**Dataset content:**
○ ○ ○

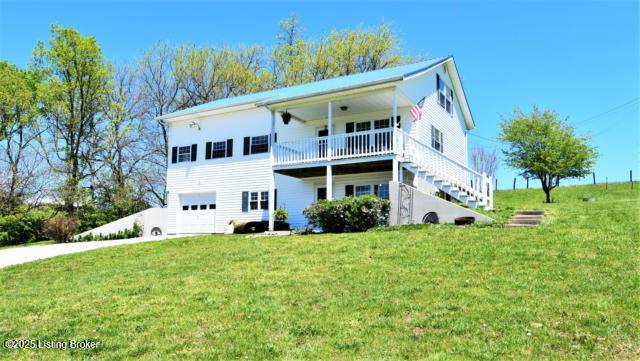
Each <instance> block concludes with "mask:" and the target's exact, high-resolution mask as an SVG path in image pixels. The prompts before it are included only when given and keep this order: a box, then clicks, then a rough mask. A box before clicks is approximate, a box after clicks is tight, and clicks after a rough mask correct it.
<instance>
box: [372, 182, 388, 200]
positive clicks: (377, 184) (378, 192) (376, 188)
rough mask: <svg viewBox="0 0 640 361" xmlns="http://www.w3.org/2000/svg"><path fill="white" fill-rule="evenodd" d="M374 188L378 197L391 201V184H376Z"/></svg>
mask: <svg viewBox="0 0 640 361" xmlns="http://www.w3.org/2000/svg"><path fill="white" fill-rule="evenodd" d="M374 188H375V193H376V195H377V196H378V197H380V198H384V199H389V183H382V184H376V185H375V187H374Z"/></svg>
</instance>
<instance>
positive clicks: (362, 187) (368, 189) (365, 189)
mask: <svg viewBox="0 0 640 361" xmlns="http://www.w3.org/2000/svg"><path fill="white" fill-rule="evenodd" d="M365 194H371V185H370V184H363V185H359V186H356V188H355V193H354V196H356V197H360V196H362V195H365Z"/></svg>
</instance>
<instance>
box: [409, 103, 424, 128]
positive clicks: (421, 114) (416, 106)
mask: <svg viewBox="0 0 640 361" xmlns="http://www.w3.org/2000/svg"><path fill="white" fill-rule="evenodd" d="M424 98H425V97H422V99H420V101H419V102H418V104H416V105H414V106H413V107H411V110H410V111H409V112H410V113H411V117H412V118H413V122H414V123H415V122H417V121H418V120H420V119H422V106H423V105H424Z"/></svg>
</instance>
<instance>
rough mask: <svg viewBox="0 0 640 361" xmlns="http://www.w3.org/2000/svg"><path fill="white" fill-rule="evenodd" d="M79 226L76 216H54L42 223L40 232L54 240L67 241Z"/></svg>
mask: <svg viewBox="0 0 640 361" xmlns="http://www.w3.org/2000/svg"><path fill="white" fill-rule="evenodd" d="M79 226H80V220H79V219H78V218H77V217H67V216H55V217H52V218H50V219H48V220H47V221H46V222H45V223H44V226H43V227H42V233H43V234H44V236H45V237H48V238H51V239H53V240H54V241H56V242H61V243H63V242H69V241H70V240H71V236H73V235H74V233H76V231H77V230H78V227H79Z"/></svg>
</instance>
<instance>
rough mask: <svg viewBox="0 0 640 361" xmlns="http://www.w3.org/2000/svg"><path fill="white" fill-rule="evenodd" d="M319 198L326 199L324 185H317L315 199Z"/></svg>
mask: <svg viewBox="0 0 640 361" xmlns="http://www.w3.org/2000/svg"><path fill="white" fill-rule="evenodd" d="M321 199H327V188H326V187H318V190H317V191H316V201H319V200H321Z"/></svg>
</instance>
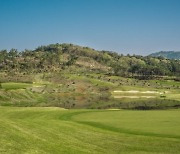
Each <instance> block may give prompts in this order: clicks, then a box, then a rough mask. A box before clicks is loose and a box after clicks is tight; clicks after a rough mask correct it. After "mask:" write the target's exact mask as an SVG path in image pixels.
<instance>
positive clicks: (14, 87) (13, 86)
mask: <svg viewBox="0 0 180 154" xmlns="http://www.w3.org/2000/svg"><path fill="white" fill-rule="evenodd" d="M1 86H2V89H5V90H12V89H26V88H27V87H30V86H32V84H29V83H15V82H6V83H1Z"/></svg>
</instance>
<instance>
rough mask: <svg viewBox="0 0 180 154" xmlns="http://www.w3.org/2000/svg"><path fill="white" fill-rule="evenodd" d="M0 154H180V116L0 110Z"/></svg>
mask: <svg viewBox="0 0 180 154" xmlns="http://www.w3.org/2000/svg"><path fill="white" fill-rule="evenodd" d="M0 116H1V118H0V123H1V125H0V132H1V133H0V153H18V154H21V153H22V154H23V153H32V154H34V153H53V154H54V153H142V154H144V153H163V154H164V153H170V154H171V153H180V146H179V145H180V120H179V119H180V112H179V110H165V111H160V110H156V111H125V110H115V111H112V110H84V109H83V110H82V109H81V110H63V109H60V108H41V107H32V108H17V107H0Z"/></svg>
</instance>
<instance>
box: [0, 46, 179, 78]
mask: <svg viewBox="0 0 180 154" xmlns="http://www.w3.org/2000/svg"><path fill="white" fill-rule="evenodd" d="M179 66H180V61H176V60H168V59H165V58H162V57H157V58H156V57H150V56H147V57H143V56H136V55H133V56H131V55H123V54H118V53H116V52H111V51H97V50H95V49H92V48H89V47H81V46H77V45H73V44H50V45H47V46H40V47H38V48H36V49H35V50H24V51H22V52H19V51H17V50H16V49H11V50H10V51H9V52H8V51H7V50H1V51H0V70H1V72H4V71H5V72H9V70H10V72H11V73H17V72H23V73H30V74H31V73H42V72H60V71H62V70H69V71H70V72H89V71H90V72H95V73H96V72H98V73H106V74H111V75H118V76H123V77H130V76H136V77H137V76H138V77H139V76H143V77H144V78H149V77H152V76H167V75H168V76H169V75H170V76H174V75H175V76H178V75H179V74H180V67H179Z"/></svg>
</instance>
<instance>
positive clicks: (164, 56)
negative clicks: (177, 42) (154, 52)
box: [150, 51, 180, 59]
mask: <svg viewBox="0 0 180 154" xmlns="http://www.w3.org/2000/svg"><path fill="white" fill-rule="evenodd" d="M150 56H152V57H164V58H167V59H180V51H176V52H175V51H160V52H156V53H152V54H150Z"/></svg>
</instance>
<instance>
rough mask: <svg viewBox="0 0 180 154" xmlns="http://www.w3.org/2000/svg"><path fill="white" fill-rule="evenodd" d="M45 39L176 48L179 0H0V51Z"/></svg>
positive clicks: (123, 52)
mask: <svg viewBox="0 0 180 154" xmlns="http://www.w3.org/2000/svg"><path fill="white" fill-rule="evenodd" d="M50 43H74V44H78V45H83V46H89V47H92V48H95V49H99V50H102V49H104V50H113V51H117V52H119V53H124V54H126V53H130V54H143V55H147V54H149V53H150V52H154V51H160V50H179V51H180V0H0V49H11V48H16V49H19V50H24V49H25V48H28V49H34V48H36V47H37V46H40V45H47V44H50Z"/></svg>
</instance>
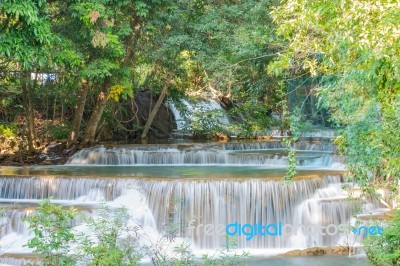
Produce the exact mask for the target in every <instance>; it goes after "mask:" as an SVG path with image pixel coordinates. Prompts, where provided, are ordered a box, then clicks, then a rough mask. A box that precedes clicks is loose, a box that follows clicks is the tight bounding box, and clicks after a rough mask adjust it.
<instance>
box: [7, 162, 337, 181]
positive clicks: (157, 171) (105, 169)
mask: <svg viewBox="0 0 400 266" xmlns="http://www.w3.org/2000/svg"><path fill="white" fill-rule="evenodd" d="M285 173H286V169H285V168H271V167H264V166H260V165H257V166H233V165H206V166H199V165H181V166H176V165H173V166H154V165H152V166H69V165H57V166H31V167H0V175H34V176H71V177H126V178H130V177H149V178H205V179H210V178H267V179H274V178H279V179H281V178H282V176H284V175H285ZM341 173H342V172H341V171H337V170H326V169H299V170H298V173H297V176H298V177H302V176H304V177H317V176H326V175H339V174H341Z"/></svg>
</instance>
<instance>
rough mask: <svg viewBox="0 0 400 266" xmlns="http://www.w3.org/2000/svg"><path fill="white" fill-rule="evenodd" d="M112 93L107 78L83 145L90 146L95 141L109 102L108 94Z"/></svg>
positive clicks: (105, 81) (84, 140) (91, 116)
mask: <svg viewBox="0 0 400 266" xmlns="http://www.w3.org/2000/svg"><path fill="white" fill-rule="evenodd" d="M109 93H110V86H109V82H108V79H106V80H105V81H104V83H103V85H102V87H101V90H100V93H99V96H98V97H97V102H96V106H95V107H94V110H93V112H92V115H91V116H90V119H89V121H88V124H87V126H86V130H85V136H84V138H83V145H85V146H88V145H91V144H93V143H94V141H95V137H96V130H97V127H98V125H99V122H100V119H101V116H102V114H103V110H104V107H105V106H106V103H107V98H108V94H109Z"/></svg>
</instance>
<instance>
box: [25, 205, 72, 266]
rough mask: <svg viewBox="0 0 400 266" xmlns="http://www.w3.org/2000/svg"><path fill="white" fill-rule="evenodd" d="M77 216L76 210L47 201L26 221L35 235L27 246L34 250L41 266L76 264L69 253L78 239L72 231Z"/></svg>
mask: <svg viewBox="0 0 400 266" xmlns="http://www.w3.org/2000/svg"><path fill="white" fill-rule="evenodd" d="M77 215H78V212H77V211H76V210H75V209H73V208H70V209H68V210H64V209H62V207H61V206H58V205H54V204H51V203H50V199H46V200H43V201H42V202H41V203H40V205H39V207H38V209H37V210H36V212H34V213H33V214H32V215H30V216H28V217H27V218H26V219H25V221H27V222H28V224H29V229H31V230H32V231H33V233H34V235H35V236H34V237H33V238H32V239H30V240H29V241H28V243H27V244H26V246H27V247H29V248H33V250H34V253H36V254H37V255H38V261H40V262H41V265H44V266H53V265H64V266H66V265H74V264H75V261H74V259H73V258H72V257H71V256H69V255H68V253H69V251H70V245H71V243H73V242H74V241H75V239H76V238H75V235H74V233H73V231H72V220H73V219H74V218H75V217H76V216H77Z"/></svg>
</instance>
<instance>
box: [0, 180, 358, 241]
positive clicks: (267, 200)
mask: <svg viewBox="0 0 400 266" xmlns="http://www.w3.org/2000/svg"><path fill="white" fill-rule="evenodd" d="M339 182H340V177H339V176H327V177H323V178H306V179H301V180H296V181H294V182H292V183H289V184H286V183H284V182H281V181H273V180H268V179H265V180H262V179H250V180H235V181H234V180H226V179H212V180H193V179H179V180H174V179H161V180H157V179H123V178H120V179H109V178H102V179H100V178H57V179H51V178H41V177H30V178H27V177H11V176H8V177H1V178H0V184H1V186H3V187H14V189H13V190H12V191H8V192H5V190H2V191H1V194H0V202H2V203H3V204H4V203H7V202H10V200H12V202H14V203H15V204H16V205H15V206H25V207H20V208H19V209H14V210H13V211H9V212H6V213H5V216H6V218H7V219H8V220H9V221H12V222H10V223H9V225H8V226H7V228H5V229H4V230H3V232H2V236H4V235H6V236H7V234H15V233H17V234H19V235H22V236H24V235H25V237H26V234H27V233H26V225H25V224H24V223H22V222H21V219H22V218H23V217H25V216H26V215H27V213H29V212H30V211H32V210H31V209H32V206H33V205H35V204H38V201H39V200H40V199H43V198H46V197H49V196H52V197H53V198H54V200H53V201H54V202H56V203H58V204H65V205H74V206H78V207H79V206H80V205H79V204H83V205H82V206H84V209H85V210H86V209H90V208H94V206H95V205H90V204H86V205H85V203H87V202H88V200H91V201H90V202H91V203H93V202H98V203H99V202H103V201H106V202H108V204H109V205H110V206H114V207H118V206H125V207H127V208H128V209H129V210H130V213H131V214H132V215H135V218H134V219H135V221H140V223H141V224H142V225H143V226H145V227H149V228H157V230H158V231H159V232H160V231H162V228H163V227H164V226H165V225H167V224H176V225H179V226H180V229H181V233H180V237H183V238H186V239H188V240H189V241H191V242H192V243H193V245H194V247H196V248H200V249H217V248H220V247H221V246H223V245H224V243H225V242H224V241H225V236H224V235H223V234H222V235H213V234H211V235H210V234H207V232H205V231H204V229H202V228H201V227H199V226H201V225H202V226H206V225H208V226H211V227H215V228H217V227H218V226H220V225H223V226H226V225H227V224H229V223H233V222H235V221H237V222H239V223H241V224H245V223H249V224H256V223H258V222H261V223H262V224H270V223H278V222H282V223H283V224H289V223H290V224H294V225H295V224H306V223H324V224H326V223H328V222H330V223H343V222H349V219H350V217H351V213H352V212H351V210H350V208H349V202H348V201H344V200H340V199H342V198H341V197H343V196H345V194H344V193H343V191H342V190H341V187H340V183H339ZM38 188H40V191H41V192H40V193H39V192H38ZM93 191H95V193H93ZM90 195H92V196H93V195H95V197H92V198H90ZM331 201H333V202H334V204H330V202H331ZM76 223H77V224H79V221H77V222H76ZM189 229H190V230H189ZM294 236H295V237H294ZM316 238H317V239H316ZM298 239H299V238H298V235H296V233H293V234H291V235H285V236H282V237H265V236H264V237H263V236H258V237H255V238H254V239H252V240H251V241H247V240H246V239H244V238H240V239H239V242H238V244H239V247H240V248H291V247H308V246H312V245H314V243H315V241H318V244H319V245H336V244H337V242H338V238H337V237H323V236H315V237H314V236H312V237H311V238H306V237H303V239H302V242H299V240H298Z"/></svg>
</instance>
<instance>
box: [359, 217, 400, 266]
mask: <svg viewBox="0 0 400 266" xmlns="http://www.w3.org/2000/svg"><path fill="white" fill-rule="evenodd" d="M363 244H364V249H365V252H366V254H367V257H368V259H369V260H370V261H371V263H372V264H373V265H379V266H380V265H382V266H384V265H385V266H386V265H396V266H398V265H400V210H397V211H396V214H395V217H394V219H393V220H392V221H391V222H389V223H388V225H387V226H385V227H384V229H383V234H382V236H369V237H367V238H366V239H365V240H364V242H363Z"/></svg>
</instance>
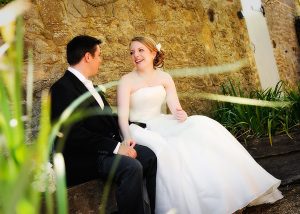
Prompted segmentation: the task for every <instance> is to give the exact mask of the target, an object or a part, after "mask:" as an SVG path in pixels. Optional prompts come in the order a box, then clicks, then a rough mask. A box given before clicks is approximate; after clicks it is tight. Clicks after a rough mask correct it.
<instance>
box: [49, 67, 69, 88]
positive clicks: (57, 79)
mask: <svg viewBox="0 0 300 214" xmlns="http://www.w3.org/2000/svg"><path fill="white" fill-rule="evenodd" d="M66 74H67V71H66V72H64V73H63V75H62V76H60V77H59V78H58V79H57V80H56V81H55V82H54V83H53V84H52V85H51V87H50V90H51V89H53V88H59V87H63V86H64V85H66V84H67V82H68V75H66Z"/></svg>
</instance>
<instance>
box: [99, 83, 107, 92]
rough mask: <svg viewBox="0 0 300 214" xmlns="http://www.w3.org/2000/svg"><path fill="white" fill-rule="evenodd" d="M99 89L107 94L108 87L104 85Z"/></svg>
mask: <svg viewBox="0 0 300 214" xmlns="http://www.w3.org/2000/svg"><path fill="white" fill-rule="evenodd" d="M98 87H99V88H100V90H101V91H102V92H103V93H106V87H105V86H104V85H98Z"/></svg>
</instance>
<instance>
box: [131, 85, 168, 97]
mask: <svg viewBox="0 0 300 214" xmlns="http://www.w3.org/2000/svg"><path fill="white" fill-rule="evenodd" d="M156 87H163V88H165V87H164V86H163V85H153V86H145V87H141V88H138V89H136V90H135V91H133V92H131V95H133V94H134V93H136V92H138V91H141V90H143V89H150V88H156Z"/></svg>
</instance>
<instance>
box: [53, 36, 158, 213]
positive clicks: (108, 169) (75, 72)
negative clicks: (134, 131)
mask: <svg viewBox="0 0 300 214" xmlns="http://www.w3.org/2000/svg"><path fill="white" fill-rule="evenodd" d="M100 44H101V40H98V39H96V38H94V37H90V36H85V35H83V36H77V37H75V38H73V39H72V40H71V41H70V42H69V43H68V45H67V61H68V63H69V65H70V67H69V68H68V70H67V71H66V72H65V74H64V75H63V77H61V78H60V79H59V80H58V81H57V82H55V83H54V84H53V85H52V87H51V89H50V95H51V108H52V109H51V119H52V121H56V120H57V119H58V118H59V117H60V115H61V114H62V112H63V111H64V110H65V109H66V108H67V107H68V106H69V105H70V104H71V103H72V102H73V101H74V100H75V99H77V98H78V97H79V96H80V95H82V94H84V93H85V92H87V91H89V92H90V93H91V96H90V98H89V99H87V100H86V101H85V102H84V103H83V104H81V105H80V106H79V107H78V109H77V110H81V111H87V110H91V109H93V108H98V109H100V111H101V114H99V115H94V116H90V117H86V118H83V119H81V120H79V121H77V122H76V123H75V124H72V126H71V128H69V129H63V130H62V136H61V138H62V139H60V140H62V141H63V142H64V147H63V155H64V158H65V164H66V175H67V185H68V186H73V185H76V184H79V183H82V182H85V181H88V180H91V179H94V178H97V177H99V176H100V177H101V178H104V179H106V178H108V175H109V173H110V171H111V169H112V168H113V165H114V163H116V160H117V165H116V171H115V173H114V175H113V181H114V182H115V183H116V184H117V190H116V194H117V196H116V198H117V204H118V209H119V213H128V214H135V213H144V212H145V206H144V205H145V204H144V200H143V179H145V180H146V187H147V192H148V196H149V201H150V207H151V212H152V213H154V207H155V188H156V167H157V165H156V164H157V163H156V156H155V154H154V153H153V152H152V151H151V150H150V149H149V148H147V147H144V146H141V145H137V144H135V142H133V141H131V140H129V141H127V142H122V140H121V136H120V134H119V133H120V131H119V127H118V122H117V116H116V115H113V114H112V109H111V108H110V106H109V104H108V102H107V101H106V99H105V98H104V96H103V94H102V93H98V92H97V91H96V90H95V88H94V86H93V84H92V82H91V81H90V80H89V78H90V77H92V76H95V75H96V74H97V73H98V70H99V67H100V64H101V49H100ZM96 191H97V190H96Z"/></svg>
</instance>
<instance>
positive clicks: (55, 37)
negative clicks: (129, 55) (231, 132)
mask: <svg viewBox="0 0 300 214" xmlns="http://www.w3.org/2000/svg"><path fill="white" fill-rule="evenodd" d="M32 3H33V5H32V8H31V10H30V11H29V12H28V13H27V14H26V15H25V30H26V33H25V43H26V48H29V47H32V48H33V51H34V63H35V89H36V91H37V92H39V91H41V90H43V89H47V88H49V86H50V85H51V84H52V83H53V82H54V81H55V80H57V79H58V78H59V77H60V76H61V75H62V74H63V72H64V70H65V69H66V67H67V64H66V60H65V46H66V44H67V42H68V41H69V40H70V39H71V38H73V37H74V36H76V35H78V34H89V35H92V36H96V37H98V38H101V39H102V40H103V41H104V44H103V45H102V50H103V65H102V67H101V71H100V73H99V75H98V76H97V77H95V78H94V81H95V83H97V84H100V83H105V82H109V81H112V80H118V79H119V78H120V77H121V76H122V75H123V74H125V73H127V72H130V71H131V69H132V64H131V61H130V58H129V51H128V44H129V41H130V39H131V38H132V37H133V36H136V35H148V36H151V37H153V38H154V39H155V40H156V41H158V42H160V43H161V44H162V47H163V49H164V50H165V52H166V62H165V69H166V70H167V71H168V72H172V70H174V69H180V68H182V69H190V68H194V67H199V69H202V71H203V70H204V71H205V69H207V70H209V67H210V66H216V67H217V68H218V69H217V70H218V71H224V70H225V71H226V73H222V74H210V75H208V74H207V75H203V74H199V75H193V76H192V77H178V78H175V82H176V84H177V88H178V92H179V93H181V92H186V93H188V94H190V96H184V97H180V99H181V101H182V103H183V106H184V108H185V109H186V110H187V111H188V113H190V114H194V113H197V114H199V113H208V112H209V109H210V107H211V103H210V102H208V101H201V100H200V99H194V98H193V95H197V93H198V92H204V91H205V92H215V91H217V90H219V87H220V85H221V84H222V83H225V82H226V81H227V80H228V79H229V78H232V79H235V80H237V81H240V82H241V85H242V87H244V88H246V89H252V88H257V87H259V80H258V76H257V72H256V68H255V63H254V58H253V56H252V53H251V49H250V45H249V39H248V34H247V31H246V26H245V21H244V20H240V19H238V17H237V15H236V12H237V11H239V10H241V5H240V2H239V1H237V0H227V1H218V0H214V1H211V0H202V1H200V0H131V1H127V0H110V1H109V0H106V1H103V0H99V1H89V0H74V1H73V0H56V1H46V0H39V1H32ZM240 60H244V61H243V62H244V64H243V65H242V66H240V67H239V68H238V69H234V68H233V69H227V70H226V69H225V68H228V65H229V68H230V66H231V65H234V64H235V63H236V62H239V61H240ZM226 66H227V67H226ZM231 67H234V66H231ZM115 92H116V90H115V88H113V89H111V90H108V97H109V99H110V101H111V102H112V103H113V104H115V103H116V102H115V98H116V96H115ZM37 94H38V93H37Z"/></svg>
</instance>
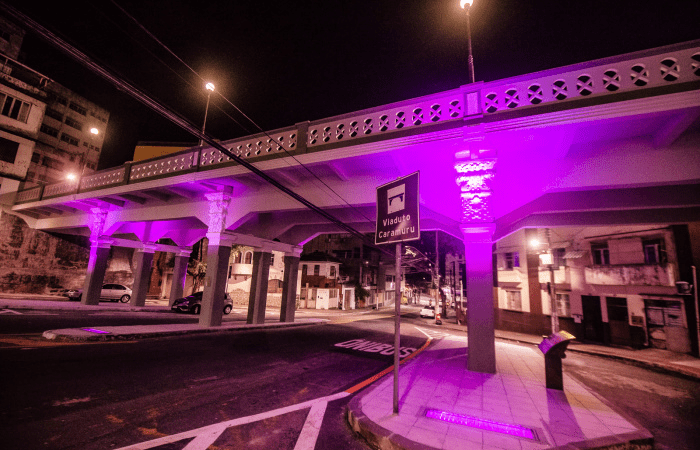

○ ○ ○

**Problem to work on:**
Report how many lines in the data above contain the string "positive", treating uppercase and lowercase as different, and give only that number.

**Written reply:**
12